Linhas de dados sobre onde os objetos aparecem:
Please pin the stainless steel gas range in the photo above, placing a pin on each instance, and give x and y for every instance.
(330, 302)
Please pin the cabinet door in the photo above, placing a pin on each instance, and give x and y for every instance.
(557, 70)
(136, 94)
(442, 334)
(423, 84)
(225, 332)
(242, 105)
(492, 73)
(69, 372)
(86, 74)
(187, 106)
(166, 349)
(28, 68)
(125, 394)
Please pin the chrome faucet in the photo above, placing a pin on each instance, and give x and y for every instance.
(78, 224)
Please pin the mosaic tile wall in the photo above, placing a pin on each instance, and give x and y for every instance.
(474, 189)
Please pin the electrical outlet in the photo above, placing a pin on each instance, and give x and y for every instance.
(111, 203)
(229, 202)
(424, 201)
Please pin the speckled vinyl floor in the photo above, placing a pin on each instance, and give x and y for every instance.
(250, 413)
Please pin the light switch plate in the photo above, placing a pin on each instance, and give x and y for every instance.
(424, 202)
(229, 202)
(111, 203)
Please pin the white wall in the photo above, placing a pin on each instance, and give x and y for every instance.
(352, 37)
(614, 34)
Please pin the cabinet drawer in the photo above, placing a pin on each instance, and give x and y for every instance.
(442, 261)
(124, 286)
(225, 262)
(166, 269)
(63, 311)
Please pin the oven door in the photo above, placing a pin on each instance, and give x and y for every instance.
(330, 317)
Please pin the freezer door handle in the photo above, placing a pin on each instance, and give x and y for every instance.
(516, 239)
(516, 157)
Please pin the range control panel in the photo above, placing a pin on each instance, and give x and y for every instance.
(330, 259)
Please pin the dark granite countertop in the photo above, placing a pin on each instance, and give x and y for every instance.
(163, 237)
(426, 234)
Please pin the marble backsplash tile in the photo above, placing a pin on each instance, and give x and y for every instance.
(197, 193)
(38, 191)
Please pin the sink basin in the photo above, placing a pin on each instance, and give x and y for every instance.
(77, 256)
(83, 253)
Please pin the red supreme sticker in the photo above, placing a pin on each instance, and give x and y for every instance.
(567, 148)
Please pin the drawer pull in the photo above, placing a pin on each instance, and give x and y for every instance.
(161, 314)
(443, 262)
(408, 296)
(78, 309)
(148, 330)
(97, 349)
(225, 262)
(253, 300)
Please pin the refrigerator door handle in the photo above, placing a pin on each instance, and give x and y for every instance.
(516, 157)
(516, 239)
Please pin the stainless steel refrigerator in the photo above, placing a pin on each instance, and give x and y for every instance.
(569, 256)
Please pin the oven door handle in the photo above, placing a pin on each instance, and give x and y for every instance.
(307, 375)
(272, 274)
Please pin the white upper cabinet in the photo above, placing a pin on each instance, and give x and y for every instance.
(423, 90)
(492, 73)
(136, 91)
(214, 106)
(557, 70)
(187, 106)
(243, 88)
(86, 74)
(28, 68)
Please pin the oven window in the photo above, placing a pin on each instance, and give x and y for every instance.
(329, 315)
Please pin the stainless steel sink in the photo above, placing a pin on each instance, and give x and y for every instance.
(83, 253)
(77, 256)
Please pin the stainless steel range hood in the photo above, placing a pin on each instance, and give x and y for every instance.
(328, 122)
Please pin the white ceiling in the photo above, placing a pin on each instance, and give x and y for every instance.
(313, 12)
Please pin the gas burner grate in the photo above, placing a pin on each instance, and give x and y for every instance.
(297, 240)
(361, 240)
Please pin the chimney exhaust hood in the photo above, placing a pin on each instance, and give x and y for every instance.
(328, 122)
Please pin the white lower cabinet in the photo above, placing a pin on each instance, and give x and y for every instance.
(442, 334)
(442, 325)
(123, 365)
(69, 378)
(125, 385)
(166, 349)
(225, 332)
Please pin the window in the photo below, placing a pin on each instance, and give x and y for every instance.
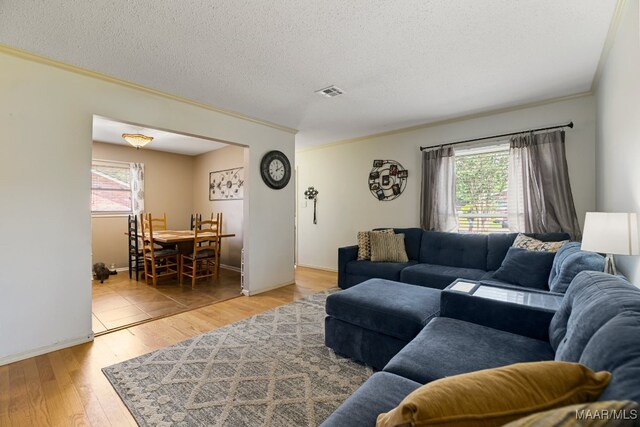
(110, 187)
(481, 189)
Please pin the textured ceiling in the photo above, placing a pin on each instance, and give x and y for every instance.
(110, 131)
(400, 62)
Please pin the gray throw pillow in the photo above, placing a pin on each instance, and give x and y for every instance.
(388, 248)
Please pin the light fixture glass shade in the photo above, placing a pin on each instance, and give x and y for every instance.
(611, 233)
(136, 139)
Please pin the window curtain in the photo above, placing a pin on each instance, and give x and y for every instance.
(137, 187)
(540, 198)
(438, 196)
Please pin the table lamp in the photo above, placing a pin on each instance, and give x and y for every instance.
(611, 234)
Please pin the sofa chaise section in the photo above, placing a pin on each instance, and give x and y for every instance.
(373, 321)
(597, 325)
(436, 259)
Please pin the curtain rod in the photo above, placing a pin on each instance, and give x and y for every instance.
(569, 125)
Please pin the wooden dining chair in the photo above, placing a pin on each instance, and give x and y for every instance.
(203, 261)
(159, 223)
(218, 224)
(136, 256)
(158, 263)
(194, 218)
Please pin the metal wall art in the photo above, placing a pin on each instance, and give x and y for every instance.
(226, 184)
(312, 194)
(387, 179)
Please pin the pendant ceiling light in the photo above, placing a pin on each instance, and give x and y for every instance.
(137, 140)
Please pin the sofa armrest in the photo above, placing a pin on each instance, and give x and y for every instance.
(532, 322)
(345, 254)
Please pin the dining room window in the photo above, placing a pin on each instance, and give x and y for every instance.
(110, 187)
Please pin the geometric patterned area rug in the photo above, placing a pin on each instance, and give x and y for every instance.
(272, 369)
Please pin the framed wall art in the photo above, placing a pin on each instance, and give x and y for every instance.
(226, 184)
(387, 179)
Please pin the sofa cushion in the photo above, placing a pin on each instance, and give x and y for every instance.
(526, 268)
(529, 243)
(364, 242)
(388, 248)
(454, 249)
(370, 347)
(493, 397)
(615, 347)
(412, 241)
(382, 270)
(570, 261)
(380, 393)
(391, 308)
(498, 244)
(448, 347)
(438, 276)
(591, 301)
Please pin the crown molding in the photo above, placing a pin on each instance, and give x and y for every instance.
(448, 121)
(608, 43)
(110, 79)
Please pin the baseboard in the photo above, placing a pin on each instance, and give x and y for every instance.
(46, 349)
(317, 267)
(248, 293)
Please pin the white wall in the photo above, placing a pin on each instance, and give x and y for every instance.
(340, 172)
(232, 210)
(46, 120)
(618, 123)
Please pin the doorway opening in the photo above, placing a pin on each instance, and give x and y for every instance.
(183, 175)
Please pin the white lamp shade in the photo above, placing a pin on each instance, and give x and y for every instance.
(611, 233)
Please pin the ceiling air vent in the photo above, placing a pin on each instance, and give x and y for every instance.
(330, 91)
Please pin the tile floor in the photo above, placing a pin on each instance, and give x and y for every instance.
(121, 301)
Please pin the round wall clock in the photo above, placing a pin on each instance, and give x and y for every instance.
(387, 179)
(275, 169)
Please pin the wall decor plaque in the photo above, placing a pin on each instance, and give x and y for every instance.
(226, 184)
(387, 179)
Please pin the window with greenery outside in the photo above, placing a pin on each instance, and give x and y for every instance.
(481, 189)
(110, 188)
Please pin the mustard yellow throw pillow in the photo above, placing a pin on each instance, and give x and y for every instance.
(494, 397)
(388, 248)
(364, 243)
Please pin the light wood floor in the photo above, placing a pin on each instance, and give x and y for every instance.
(121, 302)
(67, 387)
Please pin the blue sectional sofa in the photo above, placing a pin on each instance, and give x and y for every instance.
(597, 325)
(435, 258)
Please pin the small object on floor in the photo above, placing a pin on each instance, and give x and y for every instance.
(101, 271)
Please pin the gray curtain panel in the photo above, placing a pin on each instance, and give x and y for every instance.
(540, 198)
(137, 187)
(438, 196)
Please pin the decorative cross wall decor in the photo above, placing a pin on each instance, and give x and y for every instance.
(312, 194)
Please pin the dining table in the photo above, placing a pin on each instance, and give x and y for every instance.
(183, 239)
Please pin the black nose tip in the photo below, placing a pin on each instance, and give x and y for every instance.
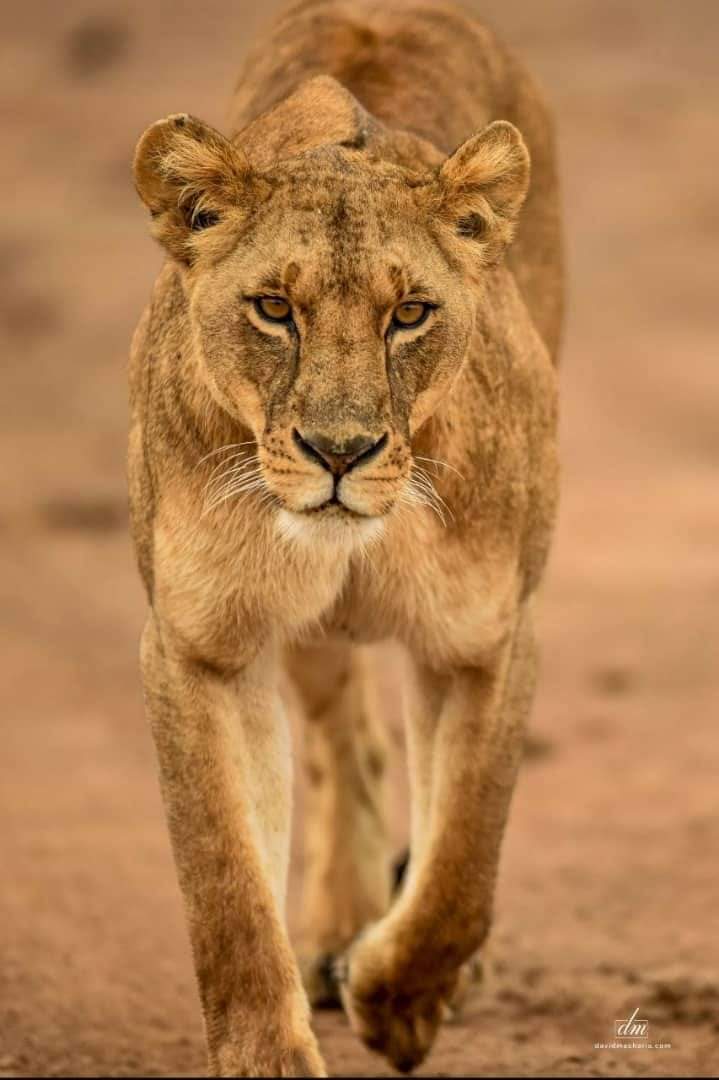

PROBLEMA BREVE -
Filtre o material acima e copie toda linha que contenha a palavra "lamp", diferenciando maiúsculas de minúsculas.

RESULTADO DO EXERCÍCIO -
Please pin the table lamp in the photo above, placing a pin on each instance, and give x and y for every instance.
Please pin the white lamp shade in the photo above, placing a pin on each instance, and give x and y for every instance.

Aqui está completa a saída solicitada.